- Aim of the task
Render the records below as a JSON list of strings, one string per line, with blank lines omitted.

- Supplied data
----------

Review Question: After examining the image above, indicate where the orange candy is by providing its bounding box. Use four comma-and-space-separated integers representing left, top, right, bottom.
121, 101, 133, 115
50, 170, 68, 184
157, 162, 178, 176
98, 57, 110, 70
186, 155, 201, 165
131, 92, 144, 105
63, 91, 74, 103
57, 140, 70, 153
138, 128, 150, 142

----------

- Correct result
[
  "Review Question: After examining the image above, indicate where the orange candy is by providing its bounding box. Use four comma-and-space-separated integers representing left, top, right, bottom.",
  "121, 101, 133, 115",
  "50, 170, 68, 184",
  "157, 162, 178, 176",
  "98, 57, 110, 70",
  "186, 155, 201, 165",
  "131, 92, 144, 105",
  "63, 91, 74, 103",
  "57, 140, 70, 153",
  "138, 128, 150, 142"
]